PROBLEM A »
Turn every line of the records into a numbered list, leaving out any blank lines.

EXCERPT TO READ »
- - -

# find AC/BD

#### Albert

##### Well-known member
A trapezoid $ABCD$ , $BC//AD ,\,\, \angle A=90^o$ , $AC\perp BD$

given :$\dfrac {BC}{AD}=k$

find :$\dfrac {AC}{BD}$

#### mente oscura

##### Well-known member
A trapezoid $ABCD$ , $BC//AD ,\,\, \angle A=90^o$ , $AC\perp BD$

given :$\dfrac {BC}{AD}=k$

find :$\dfrac {AC}{BD}$
Hello.

$$If \ \angle{A}=90º \ and \ \overline{BC} // \overline{AD} \rightarrow{}\angle{B}=90º$$

$$If \ \overline{BC} // \overline{AD} \rightarrow{}\angle{ADB}=\angle{DBC}= \alpha$$

$$\sin{\alpha}=\dfrac{\overline{AB}}{\overline{BD}}=\dfrac{\overline{BC}}{\overline{AC}}$$

$$\cos{\alpha}=\dfrac{\overline{AB}}{\overline{AC}}=\dfrac{\overline{AD}}{\overline{BD}}$$

Therefore:

$$\overline{AB}=\dfrac{\overline{BC} \ \overline{BD}}{\overline{AC}}$$

$$\overline{AB}=\dfrac{\overline{AD} \ \overline{AC}}{\overline{BD}}$$

$$\dfrac{\overline{BC} \ \overline{BD}}{\overline{AC}}=\dfrac{\overline{AD} \ \overline{AC}}{\overline{BD}}$$

$$\dfrac{\overline{BC}}{\overline{AD}}= \dfrac{(\overline{AC})^2}{(\overline{BD})^2}=k$$

Therefore:

$$\dfrac{\overline{AC}}{\overline{BD}}=\sqrt{k}$$

Regards.

#### Albert

##### Well-known member
Hello.

- - -

GIVEN RECORDS »
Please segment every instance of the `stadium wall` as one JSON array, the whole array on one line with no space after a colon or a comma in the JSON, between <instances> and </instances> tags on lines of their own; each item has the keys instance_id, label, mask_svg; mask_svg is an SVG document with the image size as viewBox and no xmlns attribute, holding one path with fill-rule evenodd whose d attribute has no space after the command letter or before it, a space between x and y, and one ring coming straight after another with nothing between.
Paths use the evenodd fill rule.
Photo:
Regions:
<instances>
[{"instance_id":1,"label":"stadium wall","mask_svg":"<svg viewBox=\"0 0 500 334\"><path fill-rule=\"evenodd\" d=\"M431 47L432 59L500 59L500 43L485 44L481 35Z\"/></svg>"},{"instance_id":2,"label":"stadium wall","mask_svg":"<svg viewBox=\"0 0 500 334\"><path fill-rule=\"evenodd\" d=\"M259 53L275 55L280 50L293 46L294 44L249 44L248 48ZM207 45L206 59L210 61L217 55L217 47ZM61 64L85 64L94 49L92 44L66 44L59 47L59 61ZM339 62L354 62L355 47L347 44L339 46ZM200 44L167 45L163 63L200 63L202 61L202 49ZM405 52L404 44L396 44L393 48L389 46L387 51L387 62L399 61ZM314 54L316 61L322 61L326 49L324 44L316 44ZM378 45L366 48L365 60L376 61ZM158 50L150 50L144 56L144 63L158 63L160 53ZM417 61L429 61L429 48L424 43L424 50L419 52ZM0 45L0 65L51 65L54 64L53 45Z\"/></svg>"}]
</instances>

- - -

PROBLEM B »
Answer these questions from the trapezoid thread above:
(i) Which angle of trapezoid ABCD is given as 90° in the problem statement?
(ii) Which ratio is given as equal to k?
(iii) What value for AC/BD does the reply reach at the end?

SOLUTION A »
1. Please segment every instance of the `stadium wall` as one JSON array, the whole array on one line with no space after a colon or a comma in the JSON, between <instances> and </instances> tags on lines of their own; each item has the keys instance_id, label, mask_svg; mask_svg is an SVG document with the image size as viewBox and no xmlns attribute, holding one path with fill-rule evenodd whose d attribute has no space after the command letter or before it, a space between x and y, and one ring coming straight after another with nothing between.
2. Paths use the evenodd fill rule.
3. Photo:
4. Regions:
5. <instances>
6. [{"instance_id":1,"label":"stadium wall","mask_svg":"<svg viewBox=\"0 0 500 334\"><path fill-rule=\"evenodd\" d=\"M431 47L432 59L500 59L500 43L485 44L481 35Z\"/></svg>"},{"instance_id":2,"label":"stadium wall","mask_svg":"<svg viewBox=\"0 0 500 334\"><path fill-rule=\"evenodd\" d=\"M259 53L275 55L280 50L293 46L294 44L249 44L248 48ZM207 45L206 59L210 61L217 55L217 47ZM61 64L85 64L94 49L92 44L66 44L59 47L59 61ZM339 62L354 62L355 47L347 44L339 46ZM200 44L167 45L163 63L200 63L202 61L202 49ZM405 52L404 44L396 44L393 48L389 46L387 51L387 62L399 61ZM314 54L316 61L322 61L326 49L324 44L316 44ZM378 45L366 48L365 60L376 61ZM158 50L150 50L144 56L144 63L158 63L160 53ZM417 61L429 61L429 48L424 43L424 50L419 52ZM0 45L0 65L51 65L54 64L53 45Z\"/></svg>"}]
7. </instances>

SOLUTION B »
(i) Angle A
(ii) BC/AD
(iii) √k